What the task requires: Each entry, from beginning to end, is to be transcribed verbatim.

------ Supplied material

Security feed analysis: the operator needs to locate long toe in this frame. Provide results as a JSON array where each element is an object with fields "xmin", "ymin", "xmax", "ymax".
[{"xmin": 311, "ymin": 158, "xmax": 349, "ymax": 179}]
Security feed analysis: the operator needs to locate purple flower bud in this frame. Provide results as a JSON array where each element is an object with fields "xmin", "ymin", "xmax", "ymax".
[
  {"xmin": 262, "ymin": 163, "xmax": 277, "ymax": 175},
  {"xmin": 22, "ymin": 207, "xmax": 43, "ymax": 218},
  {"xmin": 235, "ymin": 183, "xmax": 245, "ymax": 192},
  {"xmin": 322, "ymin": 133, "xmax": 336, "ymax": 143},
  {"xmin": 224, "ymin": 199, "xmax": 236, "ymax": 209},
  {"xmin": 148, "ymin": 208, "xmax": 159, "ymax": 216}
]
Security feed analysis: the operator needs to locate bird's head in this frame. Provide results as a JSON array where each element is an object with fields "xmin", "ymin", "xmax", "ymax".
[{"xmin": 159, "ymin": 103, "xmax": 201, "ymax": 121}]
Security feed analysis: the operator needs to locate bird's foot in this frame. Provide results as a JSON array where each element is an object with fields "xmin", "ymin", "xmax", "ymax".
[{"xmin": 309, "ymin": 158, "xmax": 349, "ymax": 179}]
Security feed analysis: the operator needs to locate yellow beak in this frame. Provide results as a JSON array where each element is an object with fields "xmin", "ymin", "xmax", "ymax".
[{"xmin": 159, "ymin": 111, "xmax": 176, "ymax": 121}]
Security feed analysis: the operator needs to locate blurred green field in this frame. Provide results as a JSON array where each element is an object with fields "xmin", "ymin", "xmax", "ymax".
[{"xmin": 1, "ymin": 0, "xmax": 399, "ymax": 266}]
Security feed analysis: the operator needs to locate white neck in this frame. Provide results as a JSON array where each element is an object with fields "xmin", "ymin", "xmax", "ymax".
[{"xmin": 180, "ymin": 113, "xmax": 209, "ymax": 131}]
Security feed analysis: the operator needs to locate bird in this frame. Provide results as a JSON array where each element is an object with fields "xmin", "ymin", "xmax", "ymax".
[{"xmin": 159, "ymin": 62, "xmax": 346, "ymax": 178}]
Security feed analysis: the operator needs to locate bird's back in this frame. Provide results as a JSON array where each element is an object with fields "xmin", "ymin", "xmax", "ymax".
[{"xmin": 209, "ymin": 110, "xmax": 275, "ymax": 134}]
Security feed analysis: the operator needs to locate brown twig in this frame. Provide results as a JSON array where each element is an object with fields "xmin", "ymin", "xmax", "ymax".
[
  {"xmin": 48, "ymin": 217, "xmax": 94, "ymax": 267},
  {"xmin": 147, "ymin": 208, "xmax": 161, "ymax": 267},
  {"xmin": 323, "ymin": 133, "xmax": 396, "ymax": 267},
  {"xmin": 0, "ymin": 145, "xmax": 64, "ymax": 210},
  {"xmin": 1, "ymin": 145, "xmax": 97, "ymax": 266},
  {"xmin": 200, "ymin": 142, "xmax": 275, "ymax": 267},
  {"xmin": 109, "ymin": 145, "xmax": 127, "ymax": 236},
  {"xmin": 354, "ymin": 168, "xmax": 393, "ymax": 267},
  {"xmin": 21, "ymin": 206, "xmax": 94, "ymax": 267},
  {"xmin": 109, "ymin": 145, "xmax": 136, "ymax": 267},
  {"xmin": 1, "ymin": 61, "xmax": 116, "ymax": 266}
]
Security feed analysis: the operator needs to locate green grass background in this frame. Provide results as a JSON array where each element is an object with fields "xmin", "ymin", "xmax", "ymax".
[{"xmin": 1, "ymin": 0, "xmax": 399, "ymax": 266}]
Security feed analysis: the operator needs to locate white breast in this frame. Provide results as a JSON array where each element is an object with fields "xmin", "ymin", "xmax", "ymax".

------------

Answer area:
Security feed analysis: the operator needs to locate long toe in this frame. Provide results as a JSON array where each element is an object with fields "xmin", "ymin", "xmax", "ymax".
[{"xmin": 311, "ymin": 158, "xmax": 349, "ymax": 179}]
Security feed analysis: the operator needs to locate purple flower bud in this frame. Provide results as a JSON array where each element is an object with fields "xmin", "ymin", "xmax", "ymax".
[
  {"xmin": 262, "ymin": 163, "xmax": 277, "ymax": 175},
  {"xmin": 22, "ymin": 207, "xmax": 43, "ymax": 218},
  {"xmin": 235, "ymin": 183, "xmax": 245, "ymax": 192},
  {"xmin": 322, "ymin": 133, "xmax": 336, "ymax": 143},
  {"xmin": 224, "ymin": 199, "xmax": 236, "ymax": 209},
  {"xmin": 148, "ymin": 208, "xmax": 159, "ymax": 216}
]
Security feed analysis: the operator needs to locate bird's head in this frame. Provide results as a JSON array where each element is an object with fields "xmin", "ymin", "xmax", "ymax".
[{"xmin": 159, "ymin": 103, "xmax": 201, "ymax": 121}]
Security feed analysis: the operator needs to locate bird's foot in this frame. Provide results as a JSON array where each element is an object with fields "xmin", "ymin", "xmax", "ymax".
[{"xmin": 309, "ymin": 158, "xmax": 349, "ymax": 179}]
Security feed analysis: the operator needs to locate yellow beak in this frame. Provide results as a JSON array where each element is an object with fields "xmin", "ymin", "xmax", "ymax".
[{"xmin": 159, "ymin": 111, "xmax": 176, "ymax": 121}]
Security feed analysis: the operator needs to locate blurred green field in this frame. Provide results as a JSON array where each element is an object with fields "xmin", "ymin", "xmax", "ymax".
[{"xmin": 1, "ymin": 0, "xmax": 399, "ymax": 266}]
Security feed analysis: the operator needs to locate white neck in this frame. Provide results as a JSON array where each element is an object with fields "xmin", "ymin", "xmax", "ymax".
[{"xmin": 180, "ymin": 113, "xmax": 209, "ymax": 131}]
Security feed analysis: the operator needs to locate bird in this frame. Provide results as a JSON array where each element is an object with fields "xmin", "ymin", "xmax", "ymax".
[{"xmin": 159, "ymin": 62, "xmax": 346, "ymax": 178}]
Security feed analysis: the operator needs to locate bird's back in this frame. Provide results as a JSON array where each element is an object with fields "xmin", "ymin", "xmax", "ymax".
[{"xmin": 209, "ymin": 110, "xmax": 275, "ymax": 134}]
Security feed analysis: the operator needs to locate brown twig in this frame. Provide results as a JSON array where each element is an object with fields "xmin", "ymin", "xmax", "ymax".
[
  {"xmin": 48, "ymin": 217, "xmax": 94, "ymax": 267},
  {"xmin": 147, "ymin": 208, "xmax": 161, "ymax": 267},
  {"xmin": 323, "ymin": 133, "xmax": 396, "ymax": 267},
  {"xmin": 0, "ymin": 145, "xmax": 64, "ymax": 210},
  {"xmin": 1, "ymin": 145, "xmax": 97, "ymax": 266},
  {"xmin": 200, "ymin": 142, "xmax": 275, "ymax": 267},
  {"xmin": 109, "ymin": 145, "xmax": 127, "ymax": 236},
  {"xmin": 354, "ymin": 168, "xmax": 393, "ymax": 267},
  {"xmin": 21, "ymin": 206, "xmax": 94, "ymax": 267},
  {"xmin": 109, "ymin": 145, "xmax": 136, "ymax": 267},
  {"xmin": 1, "ymin": 61, "xmax": 116, "ymax": 266}
]
Security feed analysis: the operator needs to locate green grass background in this frame. Provide results as a JSON array where each element is an object with fields "xmin", "ymin", "xmax", "ymax".
[{"xmin": 1, "ymin": 0, "xmax": 399, "ymax": 266}]
Security feed analysis: the operator needs to locate white breast in this frame. Provide results as a JSON array where each element is an object with fields "xmin", "ymin", "xmax", "ymax".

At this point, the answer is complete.